- [EXERCISE PROMPT]:
Output all the material that follows, exactly as given.

- [INPUT FOR THIS TASK]:
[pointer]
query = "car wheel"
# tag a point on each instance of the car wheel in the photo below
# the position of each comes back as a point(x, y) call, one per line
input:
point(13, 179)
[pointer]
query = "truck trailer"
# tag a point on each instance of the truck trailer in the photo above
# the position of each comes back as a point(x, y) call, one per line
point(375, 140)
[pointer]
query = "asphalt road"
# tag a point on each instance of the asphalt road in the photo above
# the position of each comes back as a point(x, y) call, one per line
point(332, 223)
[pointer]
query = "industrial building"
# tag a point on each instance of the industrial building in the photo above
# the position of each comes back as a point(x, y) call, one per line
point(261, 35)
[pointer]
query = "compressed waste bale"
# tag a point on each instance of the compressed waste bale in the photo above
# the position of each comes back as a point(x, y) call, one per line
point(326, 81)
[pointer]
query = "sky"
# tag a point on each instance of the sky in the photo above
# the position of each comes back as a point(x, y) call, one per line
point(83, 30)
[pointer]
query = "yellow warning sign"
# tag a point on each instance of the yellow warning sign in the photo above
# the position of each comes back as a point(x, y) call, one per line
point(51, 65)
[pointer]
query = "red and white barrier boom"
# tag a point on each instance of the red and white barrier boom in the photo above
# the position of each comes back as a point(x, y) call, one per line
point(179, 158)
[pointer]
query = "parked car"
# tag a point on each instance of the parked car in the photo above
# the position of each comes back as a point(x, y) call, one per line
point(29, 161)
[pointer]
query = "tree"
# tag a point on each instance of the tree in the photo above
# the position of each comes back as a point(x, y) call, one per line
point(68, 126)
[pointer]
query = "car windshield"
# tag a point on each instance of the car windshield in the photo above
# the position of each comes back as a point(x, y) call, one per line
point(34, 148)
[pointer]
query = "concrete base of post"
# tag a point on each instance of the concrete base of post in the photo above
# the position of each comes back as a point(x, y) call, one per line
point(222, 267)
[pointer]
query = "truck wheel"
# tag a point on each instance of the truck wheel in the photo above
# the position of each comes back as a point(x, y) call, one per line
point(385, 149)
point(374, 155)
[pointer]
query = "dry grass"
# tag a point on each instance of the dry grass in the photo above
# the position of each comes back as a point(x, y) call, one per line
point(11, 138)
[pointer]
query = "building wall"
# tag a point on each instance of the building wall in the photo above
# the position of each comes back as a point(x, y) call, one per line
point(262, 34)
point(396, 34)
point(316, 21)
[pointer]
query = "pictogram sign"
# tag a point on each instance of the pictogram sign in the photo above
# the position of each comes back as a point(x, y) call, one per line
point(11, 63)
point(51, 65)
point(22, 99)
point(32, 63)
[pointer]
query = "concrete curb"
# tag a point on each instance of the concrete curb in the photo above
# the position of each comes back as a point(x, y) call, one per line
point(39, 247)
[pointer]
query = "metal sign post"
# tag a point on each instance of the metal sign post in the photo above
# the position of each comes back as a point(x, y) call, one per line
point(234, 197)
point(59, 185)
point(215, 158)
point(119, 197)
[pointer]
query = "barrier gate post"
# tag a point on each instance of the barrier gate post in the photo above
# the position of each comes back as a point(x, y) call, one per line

- [FINAL RESULT]:
[pointer]
query = "car wheel"
# tag a point on each instance of the car wheel in the photo below
# the position of each comes back as a point(x, y) call, one per line
input:
point(13, 179)
[pointer]
query = "truck trailer"
# tag a point on each instance of the truck trailer in the photo above
# the position of each comes back as a point(x, y) call, one per line
point(375, 140)
[pointer]
query = "asphalt road"
# tag a point on each instance of the asphalt road in the photo above
# the position of each comes back as a point(x, y) call, one per line
point(332, 223)
[pointer]
query = "industrial building"
# tag a point on each instance of the industrial building in the photo above
# the position of each comes back as a point(x, y) call, one per line
point(261, 35)
[pointer]
query = "compressed waste bale"
# tag a point on each instance of the compressed waste bale in the photo above
# the position of each comes back as a point(x, y) call, one per line
point(326, 81)
[pointer]
query = "sky"
# tag a point on each instance of the sky in the photo above
# the position of each comes back as a point(x, y) call, one per line
point(83, 30)
[pointer]
query = "yellow warning sign"
# tag a point on each instance of the yellow warning sign in the photo above
# the position of each comes back as a point(x, y) call, one per line
point(51, 65)
[pointer]
query = "red and white barrier boom"
# tag a point on each instance of the red and white barrier boom in the photo above
# the position of each comes back as a point(x, y) call, one per line
point(179, 158)
[pointer]
query = "parked car"
# tag a point on each instance of the parked car in the photo above
# the position of each comes back as a point(x, y) call, one per line
point(29, 161)
[pointer]
query = "tree"
# tag a point on each instance of the tree in the photo above
# the position of each comes back as a point(x, y) call, one per line
point(68, 126)
[pointer]
query = "car windshield"
# tag a point on each instance of the car windshield in the photo above
# the position of each comes back as a point(x, y) call, one per line
point(34, 148)
[pointer]
query = "concrete base of post"
# tag a point on each instance of the concrete base of post in the photo above
# the position of each comes back as a point(x, y) call, one per line
point(222, 267)
[pointer]
query = "truck wheel"
# tag a point on each instance of the truck wheel in the photo above
# the position of each comes back as a point(x, y) call, one per line
point(385, 149)
point(374, 155)
[pointer]
query = "dry grass"
# tag a point on each instance of the dry grass in the photo above
# the position of each comes back as a point(x, y) call, one per line
point(11, 138)
[pointer]
query = "building wall"
# tag a point on each instance of the building wall in the photo above
# the position of each comes back as a point(x, y) call, one per line
point(262, 34)
point(396, 34)
point(316, 21)
[pointer]
query = "pictogram sign"
# tag a point on each instance of the pictogram sign in the photo above
# the position of each comes back as a point(x, y) call, one per line
point(11, 63)
point(51, 65)
point(22, 99)
point(32, 63)
[pointer]
query = "concrete curb"
# tag a point on each instance of the concrete curb in the photo above
# the position of each comes back as a point(x, y) call, one per line
point(39, 247)
[pointer]
query = "metal sign post"
# tag a point on each instance of the metal sign post in the photo above
# the position of each comes back as a point(x, y) call, one per line
point(234, 197)
point(59, 185)
point(215, 158)
point(119, 197)
[pointer]
query = "barrier gate post"
# tag a point on each instance of the barrier gate post in the photo above
# the position of each comes back as a point(x, y) call, one per line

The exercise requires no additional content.